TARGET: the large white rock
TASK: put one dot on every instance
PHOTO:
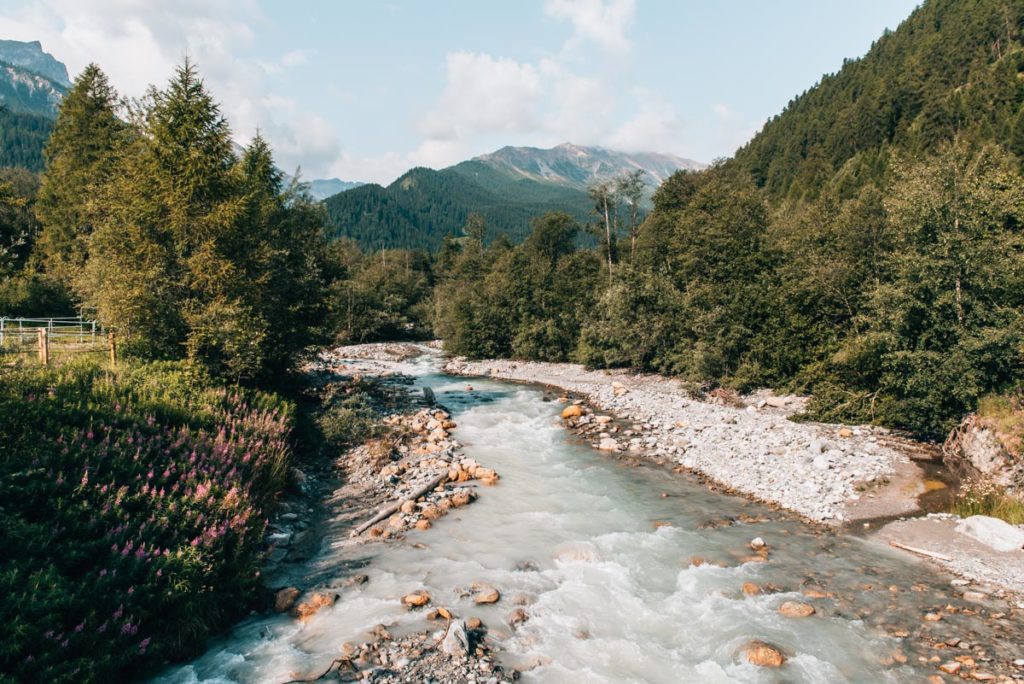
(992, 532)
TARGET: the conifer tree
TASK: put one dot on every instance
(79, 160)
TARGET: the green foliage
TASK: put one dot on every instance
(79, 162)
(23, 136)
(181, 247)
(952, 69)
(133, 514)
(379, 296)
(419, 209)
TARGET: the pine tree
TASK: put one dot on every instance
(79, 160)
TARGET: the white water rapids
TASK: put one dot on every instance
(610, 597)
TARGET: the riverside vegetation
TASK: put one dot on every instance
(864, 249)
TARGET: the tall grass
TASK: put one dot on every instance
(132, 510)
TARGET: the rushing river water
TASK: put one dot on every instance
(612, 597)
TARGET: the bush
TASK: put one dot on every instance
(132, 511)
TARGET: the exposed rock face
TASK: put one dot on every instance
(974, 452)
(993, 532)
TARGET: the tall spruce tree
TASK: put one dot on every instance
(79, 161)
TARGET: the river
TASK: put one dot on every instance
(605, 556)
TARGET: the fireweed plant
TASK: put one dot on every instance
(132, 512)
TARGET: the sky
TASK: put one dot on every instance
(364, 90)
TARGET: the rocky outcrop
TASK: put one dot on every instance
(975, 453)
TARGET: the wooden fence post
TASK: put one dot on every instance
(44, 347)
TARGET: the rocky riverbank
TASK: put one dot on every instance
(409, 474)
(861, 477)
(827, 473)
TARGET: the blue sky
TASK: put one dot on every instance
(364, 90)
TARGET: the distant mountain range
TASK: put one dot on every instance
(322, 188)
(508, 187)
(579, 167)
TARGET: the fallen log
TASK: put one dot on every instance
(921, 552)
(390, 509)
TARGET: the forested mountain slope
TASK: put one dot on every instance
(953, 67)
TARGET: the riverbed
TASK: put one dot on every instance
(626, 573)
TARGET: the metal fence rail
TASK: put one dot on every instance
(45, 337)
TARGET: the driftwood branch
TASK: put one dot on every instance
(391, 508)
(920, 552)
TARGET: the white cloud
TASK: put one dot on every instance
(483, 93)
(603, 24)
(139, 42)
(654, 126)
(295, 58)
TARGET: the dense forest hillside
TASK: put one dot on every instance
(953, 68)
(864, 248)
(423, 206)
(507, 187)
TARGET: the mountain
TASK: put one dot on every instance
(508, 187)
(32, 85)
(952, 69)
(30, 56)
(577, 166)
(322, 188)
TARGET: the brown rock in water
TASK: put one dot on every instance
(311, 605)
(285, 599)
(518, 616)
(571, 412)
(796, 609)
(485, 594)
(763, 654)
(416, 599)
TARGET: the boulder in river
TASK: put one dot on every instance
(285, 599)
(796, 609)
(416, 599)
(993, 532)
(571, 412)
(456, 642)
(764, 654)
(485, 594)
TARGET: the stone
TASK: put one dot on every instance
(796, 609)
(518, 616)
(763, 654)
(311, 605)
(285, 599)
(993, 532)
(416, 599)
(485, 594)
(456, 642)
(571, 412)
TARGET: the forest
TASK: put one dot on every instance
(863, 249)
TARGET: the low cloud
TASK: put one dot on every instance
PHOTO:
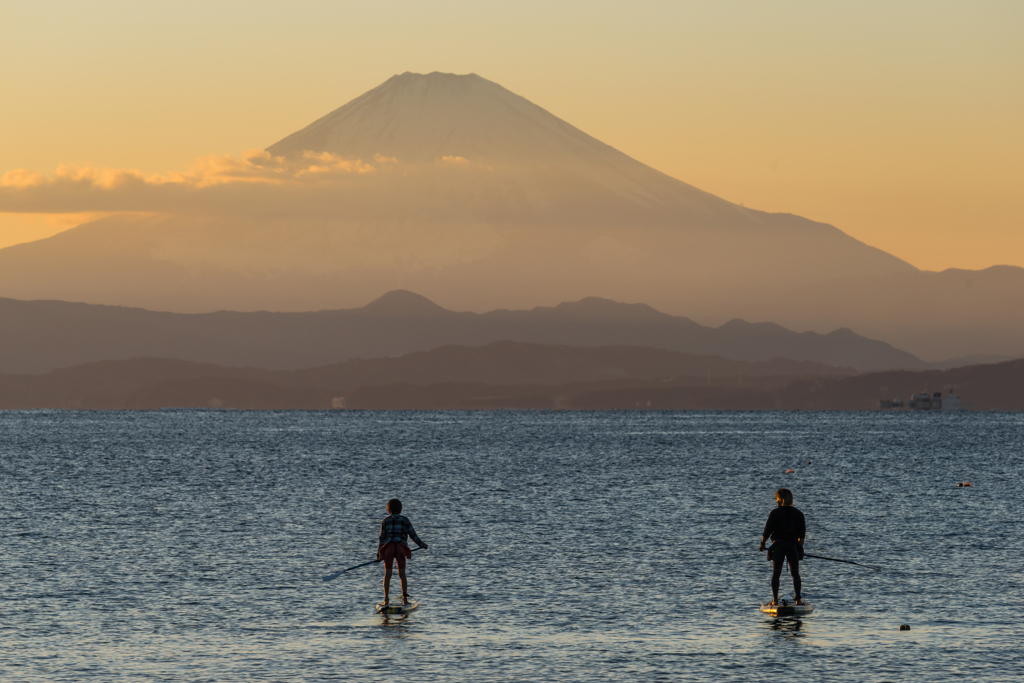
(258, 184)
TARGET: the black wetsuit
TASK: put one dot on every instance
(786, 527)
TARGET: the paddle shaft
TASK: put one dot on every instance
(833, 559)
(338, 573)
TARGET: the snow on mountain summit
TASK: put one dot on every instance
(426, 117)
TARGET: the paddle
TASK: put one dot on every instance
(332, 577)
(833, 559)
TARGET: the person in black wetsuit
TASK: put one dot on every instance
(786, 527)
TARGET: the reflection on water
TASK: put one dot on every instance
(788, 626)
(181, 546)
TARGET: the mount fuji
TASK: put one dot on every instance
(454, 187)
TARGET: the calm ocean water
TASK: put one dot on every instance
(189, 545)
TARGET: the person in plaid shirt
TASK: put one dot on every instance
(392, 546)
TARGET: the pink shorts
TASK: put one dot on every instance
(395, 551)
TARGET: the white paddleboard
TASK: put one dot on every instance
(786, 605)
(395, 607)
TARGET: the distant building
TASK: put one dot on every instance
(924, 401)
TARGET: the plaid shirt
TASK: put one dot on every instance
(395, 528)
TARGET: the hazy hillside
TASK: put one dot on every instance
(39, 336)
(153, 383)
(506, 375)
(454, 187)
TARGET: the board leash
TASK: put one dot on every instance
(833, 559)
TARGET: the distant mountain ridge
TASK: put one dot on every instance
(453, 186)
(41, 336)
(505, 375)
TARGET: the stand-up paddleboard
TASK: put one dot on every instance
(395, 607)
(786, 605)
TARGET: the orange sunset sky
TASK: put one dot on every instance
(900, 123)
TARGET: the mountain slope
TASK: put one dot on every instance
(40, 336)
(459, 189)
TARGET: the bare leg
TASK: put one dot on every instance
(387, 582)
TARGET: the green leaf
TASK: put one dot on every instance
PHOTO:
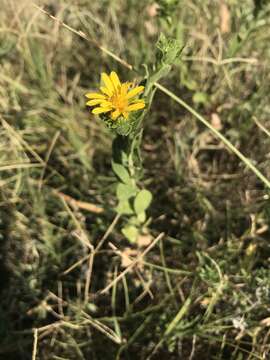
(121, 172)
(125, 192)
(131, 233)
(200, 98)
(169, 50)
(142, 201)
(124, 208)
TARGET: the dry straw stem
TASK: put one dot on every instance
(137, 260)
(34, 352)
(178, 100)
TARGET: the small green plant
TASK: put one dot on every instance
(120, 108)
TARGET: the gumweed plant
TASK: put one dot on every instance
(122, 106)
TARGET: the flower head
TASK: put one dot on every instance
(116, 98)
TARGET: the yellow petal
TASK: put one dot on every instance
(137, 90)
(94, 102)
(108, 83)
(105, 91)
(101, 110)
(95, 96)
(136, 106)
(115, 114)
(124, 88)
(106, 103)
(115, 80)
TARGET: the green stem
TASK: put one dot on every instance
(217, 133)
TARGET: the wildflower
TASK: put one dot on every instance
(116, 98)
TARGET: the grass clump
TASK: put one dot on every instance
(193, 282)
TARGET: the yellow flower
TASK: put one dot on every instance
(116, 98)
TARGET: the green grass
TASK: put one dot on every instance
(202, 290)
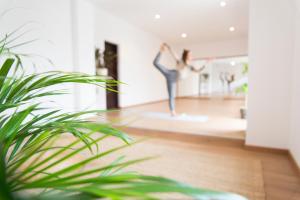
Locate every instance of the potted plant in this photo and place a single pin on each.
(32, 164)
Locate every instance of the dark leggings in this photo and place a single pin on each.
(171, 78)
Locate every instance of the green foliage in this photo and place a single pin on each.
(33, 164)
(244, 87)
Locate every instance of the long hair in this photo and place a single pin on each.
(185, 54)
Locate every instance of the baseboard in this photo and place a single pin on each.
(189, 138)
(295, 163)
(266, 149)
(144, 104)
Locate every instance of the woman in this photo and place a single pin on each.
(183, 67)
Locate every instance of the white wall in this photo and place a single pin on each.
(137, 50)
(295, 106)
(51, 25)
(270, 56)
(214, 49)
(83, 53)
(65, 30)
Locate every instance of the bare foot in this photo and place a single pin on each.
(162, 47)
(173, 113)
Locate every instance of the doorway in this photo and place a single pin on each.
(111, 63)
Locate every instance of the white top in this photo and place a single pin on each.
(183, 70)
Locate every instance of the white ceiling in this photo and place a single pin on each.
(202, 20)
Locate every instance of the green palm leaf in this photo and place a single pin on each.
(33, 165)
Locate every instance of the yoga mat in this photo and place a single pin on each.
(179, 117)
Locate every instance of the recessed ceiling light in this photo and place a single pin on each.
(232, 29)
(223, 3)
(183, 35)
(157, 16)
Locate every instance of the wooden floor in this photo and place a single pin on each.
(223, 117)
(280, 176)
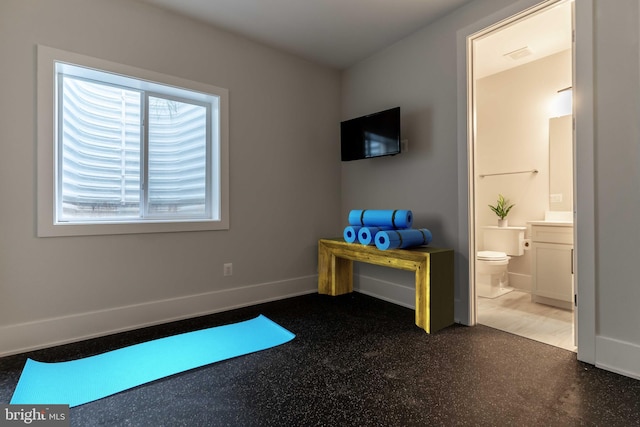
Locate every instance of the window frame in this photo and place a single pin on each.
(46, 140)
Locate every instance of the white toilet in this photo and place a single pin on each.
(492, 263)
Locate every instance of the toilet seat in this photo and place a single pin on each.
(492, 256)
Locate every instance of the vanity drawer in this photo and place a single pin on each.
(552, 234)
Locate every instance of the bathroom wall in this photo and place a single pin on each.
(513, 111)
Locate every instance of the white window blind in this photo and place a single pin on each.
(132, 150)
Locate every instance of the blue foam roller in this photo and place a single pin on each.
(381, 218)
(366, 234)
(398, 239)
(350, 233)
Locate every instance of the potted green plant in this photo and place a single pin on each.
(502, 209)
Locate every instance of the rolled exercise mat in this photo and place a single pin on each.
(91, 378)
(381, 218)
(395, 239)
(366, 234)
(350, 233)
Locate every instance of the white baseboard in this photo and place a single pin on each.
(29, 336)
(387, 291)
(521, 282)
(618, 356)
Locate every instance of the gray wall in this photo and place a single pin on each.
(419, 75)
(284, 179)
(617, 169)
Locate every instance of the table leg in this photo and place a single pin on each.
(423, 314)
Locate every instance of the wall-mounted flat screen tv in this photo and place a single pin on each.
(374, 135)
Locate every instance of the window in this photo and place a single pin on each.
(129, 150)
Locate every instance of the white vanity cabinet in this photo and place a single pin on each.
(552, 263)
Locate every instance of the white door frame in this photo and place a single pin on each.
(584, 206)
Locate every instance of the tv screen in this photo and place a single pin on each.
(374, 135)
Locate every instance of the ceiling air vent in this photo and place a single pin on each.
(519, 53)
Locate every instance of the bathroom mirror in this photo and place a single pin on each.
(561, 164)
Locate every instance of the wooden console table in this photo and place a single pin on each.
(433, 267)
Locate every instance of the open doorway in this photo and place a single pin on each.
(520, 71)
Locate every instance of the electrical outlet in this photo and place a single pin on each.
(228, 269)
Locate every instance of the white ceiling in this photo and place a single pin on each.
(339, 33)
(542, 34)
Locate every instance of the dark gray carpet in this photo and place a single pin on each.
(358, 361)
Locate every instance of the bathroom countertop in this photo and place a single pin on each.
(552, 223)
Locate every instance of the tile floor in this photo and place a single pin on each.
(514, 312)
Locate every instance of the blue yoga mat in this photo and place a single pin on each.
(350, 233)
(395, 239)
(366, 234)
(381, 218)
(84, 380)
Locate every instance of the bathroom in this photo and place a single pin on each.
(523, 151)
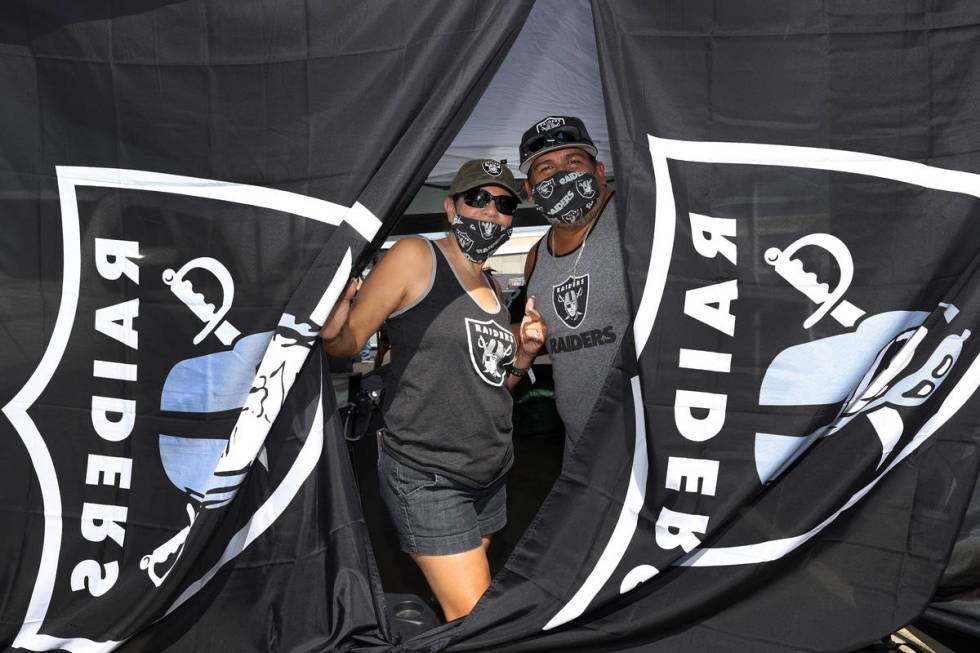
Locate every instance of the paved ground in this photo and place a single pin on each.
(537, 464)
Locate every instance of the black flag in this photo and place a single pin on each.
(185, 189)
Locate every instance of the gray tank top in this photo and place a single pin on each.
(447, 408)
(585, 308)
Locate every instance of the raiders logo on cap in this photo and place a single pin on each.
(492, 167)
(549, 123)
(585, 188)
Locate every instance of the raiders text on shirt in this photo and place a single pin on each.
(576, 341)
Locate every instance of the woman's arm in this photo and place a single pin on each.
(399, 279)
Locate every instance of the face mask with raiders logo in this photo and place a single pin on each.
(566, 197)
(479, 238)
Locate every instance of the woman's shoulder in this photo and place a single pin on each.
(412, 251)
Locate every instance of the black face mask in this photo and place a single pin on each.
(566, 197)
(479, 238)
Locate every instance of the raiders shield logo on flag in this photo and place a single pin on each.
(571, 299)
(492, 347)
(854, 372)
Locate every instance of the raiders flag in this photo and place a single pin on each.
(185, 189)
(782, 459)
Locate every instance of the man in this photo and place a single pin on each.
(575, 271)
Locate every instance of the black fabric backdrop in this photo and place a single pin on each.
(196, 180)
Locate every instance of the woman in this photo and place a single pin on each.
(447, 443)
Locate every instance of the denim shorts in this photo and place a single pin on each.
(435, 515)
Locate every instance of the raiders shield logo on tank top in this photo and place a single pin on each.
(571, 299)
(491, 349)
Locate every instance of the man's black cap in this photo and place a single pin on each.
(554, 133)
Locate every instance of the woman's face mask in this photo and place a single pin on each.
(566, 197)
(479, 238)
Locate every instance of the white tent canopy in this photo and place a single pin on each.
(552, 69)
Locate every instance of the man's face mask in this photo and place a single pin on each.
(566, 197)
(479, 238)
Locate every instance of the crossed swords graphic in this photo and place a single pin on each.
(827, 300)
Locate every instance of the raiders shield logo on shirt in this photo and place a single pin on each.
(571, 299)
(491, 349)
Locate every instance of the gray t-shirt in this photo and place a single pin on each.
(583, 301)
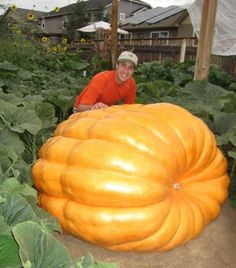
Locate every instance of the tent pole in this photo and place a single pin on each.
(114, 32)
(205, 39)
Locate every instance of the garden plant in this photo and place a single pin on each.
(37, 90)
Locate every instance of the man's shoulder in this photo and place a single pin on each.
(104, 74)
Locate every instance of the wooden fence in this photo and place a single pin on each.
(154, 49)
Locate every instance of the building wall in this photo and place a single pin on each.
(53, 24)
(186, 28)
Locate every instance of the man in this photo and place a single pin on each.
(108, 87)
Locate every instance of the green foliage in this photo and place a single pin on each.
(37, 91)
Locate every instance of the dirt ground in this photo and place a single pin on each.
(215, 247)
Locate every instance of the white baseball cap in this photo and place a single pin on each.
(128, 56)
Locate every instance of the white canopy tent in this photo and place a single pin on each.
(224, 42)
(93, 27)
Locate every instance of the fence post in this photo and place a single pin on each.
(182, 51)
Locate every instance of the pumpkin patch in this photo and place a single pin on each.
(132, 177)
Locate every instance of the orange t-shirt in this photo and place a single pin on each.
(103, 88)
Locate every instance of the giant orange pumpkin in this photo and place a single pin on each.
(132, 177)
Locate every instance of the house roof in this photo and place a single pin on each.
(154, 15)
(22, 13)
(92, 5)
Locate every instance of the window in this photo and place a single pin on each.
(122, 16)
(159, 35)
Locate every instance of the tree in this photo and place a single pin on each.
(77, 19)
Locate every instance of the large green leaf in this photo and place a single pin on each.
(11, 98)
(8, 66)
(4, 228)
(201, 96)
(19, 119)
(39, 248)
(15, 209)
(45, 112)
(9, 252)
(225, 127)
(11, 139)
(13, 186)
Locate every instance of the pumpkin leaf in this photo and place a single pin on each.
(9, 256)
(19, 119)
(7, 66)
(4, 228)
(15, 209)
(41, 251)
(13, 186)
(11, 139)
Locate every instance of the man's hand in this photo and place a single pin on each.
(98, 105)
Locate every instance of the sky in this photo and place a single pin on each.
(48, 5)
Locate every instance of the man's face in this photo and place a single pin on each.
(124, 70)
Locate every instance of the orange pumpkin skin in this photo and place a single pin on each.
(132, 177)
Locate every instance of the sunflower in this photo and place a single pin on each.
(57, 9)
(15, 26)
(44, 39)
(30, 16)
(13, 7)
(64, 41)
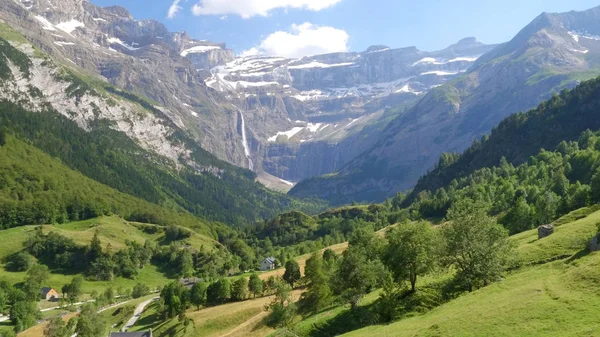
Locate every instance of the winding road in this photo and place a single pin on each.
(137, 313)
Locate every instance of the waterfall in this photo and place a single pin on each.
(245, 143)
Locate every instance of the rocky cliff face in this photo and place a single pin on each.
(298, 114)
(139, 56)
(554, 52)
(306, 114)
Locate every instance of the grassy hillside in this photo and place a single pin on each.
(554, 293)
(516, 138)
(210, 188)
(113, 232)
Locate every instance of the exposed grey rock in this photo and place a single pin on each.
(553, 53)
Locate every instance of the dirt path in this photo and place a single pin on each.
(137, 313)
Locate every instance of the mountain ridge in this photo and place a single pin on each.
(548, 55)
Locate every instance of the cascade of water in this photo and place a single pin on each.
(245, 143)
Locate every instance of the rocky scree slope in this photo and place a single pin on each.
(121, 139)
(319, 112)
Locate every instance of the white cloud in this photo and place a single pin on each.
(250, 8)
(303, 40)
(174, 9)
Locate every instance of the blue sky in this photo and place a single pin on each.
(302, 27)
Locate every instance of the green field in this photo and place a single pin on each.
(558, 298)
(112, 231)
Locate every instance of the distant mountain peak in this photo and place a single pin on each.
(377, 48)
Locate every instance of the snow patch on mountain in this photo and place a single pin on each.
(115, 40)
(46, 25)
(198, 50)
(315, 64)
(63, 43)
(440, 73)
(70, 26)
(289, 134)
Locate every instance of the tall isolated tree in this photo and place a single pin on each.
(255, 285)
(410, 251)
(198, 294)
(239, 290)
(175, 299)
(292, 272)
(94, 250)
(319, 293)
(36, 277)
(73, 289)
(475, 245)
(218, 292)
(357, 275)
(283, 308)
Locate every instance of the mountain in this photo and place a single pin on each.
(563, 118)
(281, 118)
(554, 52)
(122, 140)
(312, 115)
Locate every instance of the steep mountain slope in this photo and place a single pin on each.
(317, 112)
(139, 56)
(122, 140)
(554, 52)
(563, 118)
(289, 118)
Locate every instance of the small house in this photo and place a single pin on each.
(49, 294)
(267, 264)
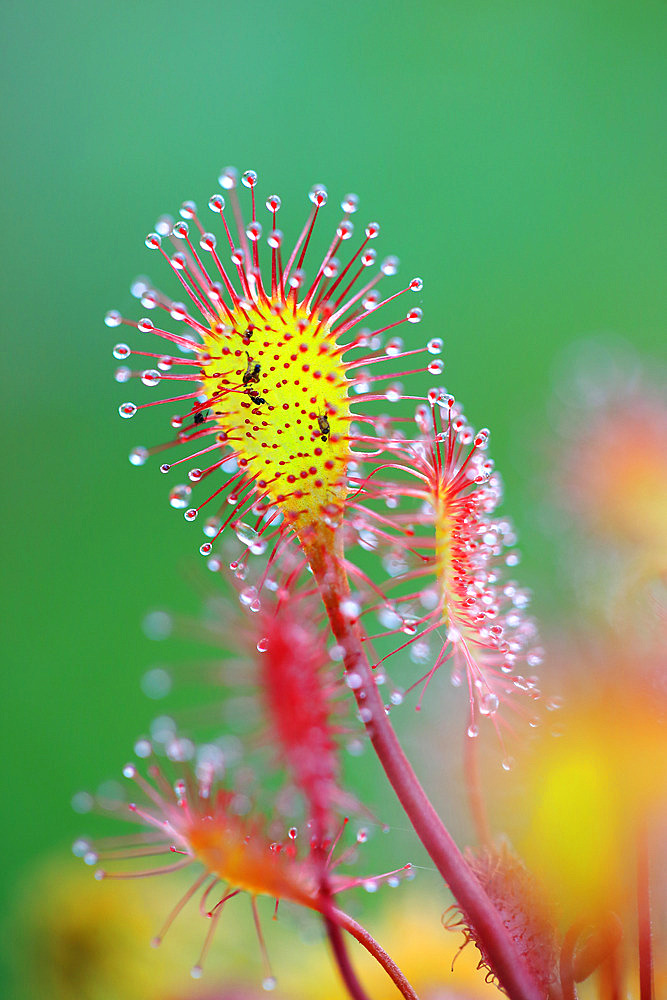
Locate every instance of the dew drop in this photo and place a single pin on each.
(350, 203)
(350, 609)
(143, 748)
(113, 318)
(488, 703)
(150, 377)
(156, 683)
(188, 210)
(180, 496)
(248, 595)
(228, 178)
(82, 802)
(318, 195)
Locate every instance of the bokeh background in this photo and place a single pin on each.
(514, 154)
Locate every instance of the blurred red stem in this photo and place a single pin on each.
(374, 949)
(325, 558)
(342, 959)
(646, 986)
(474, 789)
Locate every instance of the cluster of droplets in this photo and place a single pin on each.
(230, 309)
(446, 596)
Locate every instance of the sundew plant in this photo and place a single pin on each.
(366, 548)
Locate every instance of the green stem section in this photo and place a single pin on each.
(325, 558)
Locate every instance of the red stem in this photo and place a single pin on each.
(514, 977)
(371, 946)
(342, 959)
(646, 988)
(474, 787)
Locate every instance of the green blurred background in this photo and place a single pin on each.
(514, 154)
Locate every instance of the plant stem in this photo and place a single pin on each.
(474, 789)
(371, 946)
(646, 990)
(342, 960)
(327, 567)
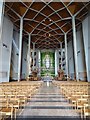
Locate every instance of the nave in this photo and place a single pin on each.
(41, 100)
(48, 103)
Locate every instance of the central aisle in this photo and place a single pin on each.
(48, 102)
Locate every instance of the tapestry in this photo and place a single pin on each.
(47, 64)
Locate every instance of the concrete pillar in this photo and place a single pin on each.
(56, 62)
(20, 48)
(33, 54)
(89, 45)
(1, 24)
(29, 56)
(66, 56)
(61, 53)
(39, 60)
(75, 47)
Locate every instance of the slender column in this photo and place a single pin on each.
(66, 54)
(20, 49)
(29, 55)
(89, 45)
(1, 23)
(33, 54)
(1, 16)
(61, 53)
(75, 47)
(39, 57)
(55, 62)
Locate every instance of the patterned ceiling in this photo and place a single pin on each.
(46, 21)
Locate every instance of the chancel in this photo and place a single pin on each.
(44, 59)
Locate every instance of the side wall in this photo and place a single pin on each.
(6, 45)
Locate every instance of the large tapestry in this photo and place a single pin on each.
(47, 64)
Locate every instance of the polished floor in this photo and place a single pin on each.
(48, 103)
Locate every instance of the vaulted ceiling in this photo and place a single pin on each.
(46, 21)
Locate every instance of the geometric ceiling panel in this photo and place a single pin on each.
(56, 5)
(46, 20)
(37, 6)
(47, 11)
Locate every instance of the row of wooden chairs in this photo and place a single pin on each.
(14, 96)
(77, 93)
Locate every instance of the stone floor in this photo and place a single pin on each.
_ _ _
Reproduce the items word for word, beginning at the line that contains "Locate every instance of the side" and continuing through the final line of the items.

Locate every instance of the side wall in this photo and place a single pin on each.
(6, 45)
Locate every instance of the large tapestry in this photo and place a single pin on each.
(47, 64)
Locate every instance of the polished floor in this photo and place a single pin on each.
(48, 103)
Locate every instance of the vaulted ceiling in this photo and place a single pin on each.
(46, 21)
Locate every instance of the geometric ceiling panel in this photo and place a single pin on each.
(56, 5)
(46, 20)
(37, 6)
(47, 11)
Locate every instance of the row of wooden chairs in this photo and place a single pin on each.
(14, 96)
(77, 93)
Locate every instance of the stone floor in this photo and place a single pin on each.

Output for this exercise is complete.